■ **Text**:
--------------------

DOMRADIO.DE: Auf welche Herausforderungen muss die Kirche jetzt reagieren?

Hofmann: Wir können nicht einfach zur Tagesordnung übergehen, das wäre auf jeden Fall falsch. Wir müssen Vertrauen zurückgewinnen. Das geht zuallererst durch Taten an erster Stelle, durch konkrete Verhaltensweisen und dann eben auch durch Worte. Wir müssen die Botschaft Jesu Christi so verkünden, dass die Menschen sie heute verstehen. Denn diese Botschaft ist nach wie vor hochaktuell und wichtig.

Durch unser Verhalten in den Pfarrgemeinden vor Ort, durch die konkrete Begegnung mit den Engagierten, mit den im Seelsorgeteam Tätigen, durch gute, glaubwürdige geistliche Gottesdienste, durch konkrete Hilfen, wie wir es zurzeit tun, etwa bei den Ukraine-Flüchtlingen und bei anderen Notleidenden. Ich glaube, dass viele gute Seiten der Kirche da sind, die wir kontinuierlich neu, unaufgeregt, aber überzeugend zeigen sollten.

--------------------

■ **Aufgaben**:
1) Zählen Sie alle mit „durch“ eingeleiteten Wege auf, die im Absatz des Interviews ab „Durch unser Verhalten“ genannt werden.
2) Geben Sie aus dem Interview alles von „DOMRADIO.DE: Auf welche“ bis hin zu „überzeugend zeigen sollten.“ wörtlich wieder.
Bitte stützen Sie sich ausschließlich auf das Interview.

■ **Angezeigte Daten**:
--------------------

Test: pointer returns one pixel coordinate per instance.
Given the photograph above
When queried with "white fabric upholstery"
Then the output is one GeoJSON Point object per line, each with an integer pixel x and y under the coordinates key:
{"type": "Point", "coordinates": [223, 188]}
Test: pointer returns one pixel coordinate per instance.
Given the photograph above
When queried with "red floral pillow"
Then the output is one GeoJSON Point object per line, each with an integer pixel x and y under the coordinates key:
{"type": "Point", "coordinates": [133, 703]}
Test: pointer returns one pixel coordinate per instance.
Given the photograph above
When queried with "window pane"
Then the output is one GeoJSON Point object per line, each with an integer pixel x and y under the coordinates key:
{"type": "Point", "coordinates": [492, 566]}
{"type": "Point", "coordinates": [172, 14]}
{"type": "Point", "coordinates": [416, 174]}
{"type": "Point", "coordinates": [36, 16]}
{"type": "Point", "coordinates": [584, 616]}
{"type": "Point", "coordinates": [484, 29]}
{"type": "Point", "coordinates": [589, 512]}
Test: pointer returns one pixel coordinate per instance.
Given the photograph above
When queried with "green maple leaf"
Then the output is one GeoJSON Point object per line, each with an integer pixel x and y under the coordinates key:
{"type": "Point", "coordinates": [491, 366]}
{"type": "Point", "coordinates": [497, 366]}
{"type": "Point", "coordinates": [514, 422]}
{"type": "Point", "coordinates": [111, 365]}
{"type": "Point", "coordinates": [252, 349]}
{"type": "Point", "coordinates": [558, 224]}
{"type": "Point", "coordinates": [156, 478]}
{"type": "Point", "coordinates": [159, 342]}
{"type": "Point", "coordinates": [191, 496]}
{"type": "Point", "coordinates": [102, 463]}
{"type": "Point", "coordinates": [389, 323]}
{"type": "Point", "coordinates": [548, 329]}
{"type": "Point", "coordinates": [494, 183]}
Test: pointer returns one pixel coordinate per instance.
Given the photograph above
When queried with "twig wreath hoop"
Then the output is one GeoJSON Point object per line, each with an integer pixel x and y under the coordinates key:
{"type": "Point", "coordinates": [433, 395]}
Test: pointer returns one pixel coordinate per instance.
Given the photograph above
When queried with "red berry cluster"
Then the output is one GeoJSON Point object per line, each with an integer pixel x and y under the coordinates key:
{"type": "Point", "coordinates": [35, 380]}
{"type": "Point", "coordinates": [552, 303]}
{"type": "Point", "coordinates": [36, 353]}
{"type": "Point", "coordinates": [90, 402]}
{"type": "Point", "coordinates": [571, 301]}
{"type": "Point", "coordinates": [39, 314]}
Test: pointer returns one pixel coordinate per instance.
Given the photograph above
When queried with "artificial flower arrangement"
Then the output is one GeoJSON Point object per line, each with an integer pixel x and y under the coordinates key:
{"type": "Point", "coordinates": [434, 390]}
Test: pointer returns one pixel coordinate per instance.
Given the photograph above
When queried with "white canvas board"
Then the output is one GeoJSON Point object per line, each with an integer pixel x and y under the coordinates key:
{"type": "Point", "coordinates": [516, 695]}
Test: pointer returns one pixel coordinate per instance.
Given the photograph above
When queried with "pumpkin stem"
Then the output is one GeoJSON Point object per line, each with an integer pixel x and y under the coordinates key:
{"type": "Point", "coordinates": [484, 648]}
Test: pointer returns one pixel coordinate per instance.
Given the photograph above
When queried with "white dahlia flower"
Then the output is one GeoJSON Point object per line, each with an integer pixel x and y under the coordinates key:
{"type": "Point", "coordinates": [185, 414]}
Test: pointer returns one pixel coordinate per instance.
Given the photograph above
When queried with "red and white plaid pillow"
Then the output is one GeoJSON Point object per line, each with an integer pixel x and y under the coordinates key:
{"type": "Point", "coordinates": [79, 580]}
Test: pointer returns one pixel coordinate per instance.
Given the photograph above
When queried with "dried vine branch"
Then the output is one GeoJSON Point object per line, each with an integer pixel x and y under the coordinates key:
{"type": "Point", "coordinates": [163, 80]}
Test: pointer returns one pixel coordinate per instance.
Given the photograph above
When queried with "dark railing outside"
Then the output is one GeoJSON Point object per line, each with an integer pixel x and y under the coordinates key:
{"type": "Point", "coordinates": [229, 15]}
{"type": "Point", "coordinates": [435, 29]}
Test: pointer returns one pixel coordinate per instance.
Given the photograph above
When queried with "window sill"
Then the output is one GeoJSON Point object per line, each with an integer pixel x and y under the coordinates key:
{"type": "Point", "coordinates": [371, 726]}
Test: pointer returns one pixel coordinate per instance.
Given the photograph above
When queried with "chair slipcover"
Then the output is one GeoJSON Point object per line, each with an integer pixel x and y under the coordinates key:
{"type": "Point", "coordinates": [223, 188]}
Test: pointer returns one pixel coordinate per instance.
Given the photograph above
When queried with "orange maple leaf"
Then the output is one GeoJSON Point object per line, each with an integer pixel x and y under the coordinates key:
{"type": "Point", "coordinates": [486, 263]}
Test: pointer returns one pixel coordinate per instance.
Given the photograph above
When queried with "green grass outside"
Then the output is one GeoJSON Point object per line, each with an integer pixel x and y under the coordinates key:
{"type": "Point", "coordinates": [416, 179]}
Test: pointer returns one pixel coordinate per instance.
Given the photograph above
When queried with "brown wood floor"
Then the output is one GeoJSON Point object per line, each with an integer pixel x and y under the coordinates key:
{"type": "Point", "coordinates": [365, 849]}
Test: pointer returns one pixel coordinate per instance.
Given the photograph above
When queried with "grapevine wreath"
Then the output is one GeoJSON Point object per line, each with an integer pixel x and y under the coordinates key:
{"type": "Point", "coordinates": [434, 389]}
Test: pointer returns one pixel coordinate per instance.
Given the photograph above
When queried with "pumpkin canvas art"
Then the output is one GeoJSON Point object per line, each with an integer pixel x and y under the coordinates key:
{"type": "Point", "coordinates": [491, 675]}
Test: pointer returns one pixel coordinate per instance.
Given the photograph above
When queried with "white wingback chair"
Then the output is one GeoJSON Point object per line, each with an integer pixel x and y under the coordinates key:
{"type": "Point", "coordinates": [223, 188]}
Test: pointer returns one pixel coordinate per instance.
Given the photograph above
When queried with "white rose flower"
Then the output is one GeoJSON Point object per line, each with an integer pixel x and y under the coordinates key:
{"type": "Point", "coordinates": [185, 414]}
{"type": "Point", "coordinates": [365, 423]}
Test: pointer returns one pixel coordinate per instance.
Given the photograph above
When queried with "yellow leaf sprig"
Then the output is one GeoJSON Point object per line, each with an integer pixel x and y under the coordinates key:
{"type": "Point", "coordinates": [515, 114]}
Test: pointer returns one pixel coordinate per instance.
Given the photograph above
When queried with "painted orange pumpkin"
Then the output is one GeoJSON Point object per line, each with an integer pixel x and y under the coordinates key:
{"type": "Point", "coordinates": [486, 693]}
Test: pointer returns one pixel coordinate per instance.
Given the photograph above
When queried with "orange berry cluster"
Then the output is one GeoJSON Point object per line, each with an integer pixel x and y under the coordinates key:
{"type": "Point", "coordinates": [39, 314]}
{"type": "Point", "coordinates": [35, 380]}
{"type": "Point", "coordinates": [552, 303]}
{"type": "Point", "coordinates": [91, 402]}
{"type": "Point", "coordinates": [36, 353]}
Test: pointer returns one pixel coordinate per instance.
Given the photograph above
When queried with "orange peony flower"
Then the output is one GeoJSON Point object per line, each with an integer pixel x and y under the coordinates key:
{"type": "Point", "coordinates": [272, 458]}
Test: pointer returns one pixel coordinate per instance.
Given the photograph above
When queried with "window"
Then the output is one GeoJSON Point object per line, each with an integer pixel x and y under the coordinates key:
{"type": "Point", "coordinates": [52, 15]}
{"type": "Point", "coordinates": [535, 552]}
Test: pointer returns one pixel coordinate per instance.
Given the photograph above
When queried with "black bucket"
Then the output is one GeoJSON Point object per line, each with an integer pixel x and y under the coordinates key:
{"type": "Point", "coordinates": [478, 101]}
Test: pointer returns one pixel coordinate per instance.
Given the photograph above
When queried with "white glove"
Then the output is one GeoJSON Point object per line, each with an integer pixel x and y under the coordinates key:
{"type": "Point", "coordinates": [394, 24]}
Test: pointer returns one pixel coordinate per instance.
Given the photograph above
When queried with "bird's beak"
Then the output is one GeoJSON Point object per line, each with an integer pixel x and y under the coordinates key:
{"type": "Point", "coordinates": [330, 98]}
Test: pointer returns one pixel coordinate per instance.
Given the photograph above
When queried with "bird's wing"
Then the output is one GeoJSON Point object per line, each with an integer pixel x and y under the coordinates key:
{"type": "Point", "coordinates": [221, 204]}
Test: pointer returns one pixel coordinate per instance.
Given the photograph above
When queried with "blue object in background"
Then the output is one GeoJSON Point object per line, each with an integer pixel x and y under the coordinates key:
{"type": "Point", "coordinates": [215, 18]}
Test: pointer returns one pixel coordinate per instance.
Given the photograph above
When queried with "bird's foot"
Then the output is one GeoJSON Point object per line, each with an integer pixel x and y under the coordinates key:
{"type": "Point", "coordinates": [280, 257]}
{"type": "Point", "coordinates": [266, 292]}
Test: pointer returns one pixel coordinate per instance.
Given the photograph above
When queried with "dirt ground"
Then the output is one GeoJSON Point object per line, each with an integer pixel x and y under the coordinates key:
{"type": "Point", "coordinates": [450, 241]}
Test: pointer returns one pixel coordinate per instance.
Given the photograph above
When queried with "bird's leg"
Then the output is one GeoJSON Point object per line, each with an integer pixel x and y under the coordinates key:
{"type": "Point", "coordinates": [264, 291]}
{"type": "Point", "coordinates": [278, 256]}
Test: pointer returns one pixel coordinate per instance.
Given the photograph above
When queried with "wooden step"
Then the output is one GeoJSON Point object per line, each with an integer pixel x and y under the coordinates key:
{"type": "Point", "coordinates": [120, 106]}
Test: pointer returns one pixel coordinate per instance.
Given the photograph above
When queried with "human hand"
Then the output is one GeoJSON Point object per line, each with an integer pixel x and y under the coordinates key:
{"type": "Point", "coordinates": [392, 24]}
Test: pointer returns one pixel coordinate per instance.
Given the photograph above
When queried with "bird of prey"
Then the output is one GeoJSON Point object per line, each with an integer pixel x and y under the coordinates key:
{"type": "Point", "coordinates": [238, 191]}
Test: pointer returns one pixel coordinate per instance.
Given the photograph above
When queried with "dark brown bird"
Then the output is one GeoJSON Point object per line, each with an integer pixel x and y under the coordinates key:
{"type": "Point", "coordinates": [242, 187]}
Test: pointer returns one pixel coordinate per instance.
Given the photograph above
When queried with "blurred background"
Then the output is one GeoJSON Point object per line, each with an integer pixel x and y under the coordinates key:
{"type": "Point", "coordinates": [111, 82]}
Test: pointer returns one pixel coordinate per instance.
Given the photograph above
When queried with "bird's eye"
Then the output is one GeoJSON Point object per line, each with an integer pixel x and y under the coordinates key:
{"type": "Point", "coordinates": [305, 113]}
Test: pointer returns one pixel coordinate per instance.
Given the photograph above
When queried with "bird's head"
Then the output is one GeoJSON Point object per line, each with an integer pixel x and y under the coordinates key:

--------------------

■ **Lösungen**:
1)
- durch unser Verhalten in den Pfarrgemeinden vor Ort
- durch die konkrete Begegnung mit den Engagierten, mit den im Seelsorgeteam Tätigen
- durch gute, glaubwürdige geistliche Gottesdienste
- durch konkrete Hilfen

2)
DOMRADIO.DE: Auf welche Herausforderungen muss die Kirche jetzt reagieren?

Hofmann: Wir können nicht einfach zur Tagesordnung übergehen, das wäre auf jeden Fall falsch. Wir müssen Vertrauen zurückgewinnen. Das geht zuallererst durch Taten an erster Stelle, durch konkrete Verhaltensweisen und dann eben auch durch Worte. Wir müssen die Botschaft Jesu Christi so verkünden, dass die Menschen sie heute verstehen. Denn diese Botschaft ist nach wie vor hochaktuell und wichtig.

Durch unser Verhalten in den Pfarrgemeinden vor Ort, durch die konkrete Begegnung mit den Engagierten, mit den im Seelsorgeteam Tätigen, durch gute, glaubwürdige geistliche Gottesdienste, durch konkrete Hilfen, wie wir es zurzeit tun, etwa bei den Ukraine-Flüchtlingen und bei anderen Notleidenden. Ich glaube, dass viele gute Seiten der Kirche da sind, die wir kontinuierlich neu, unaufgeregt, aber überzeugend zeigen sollten.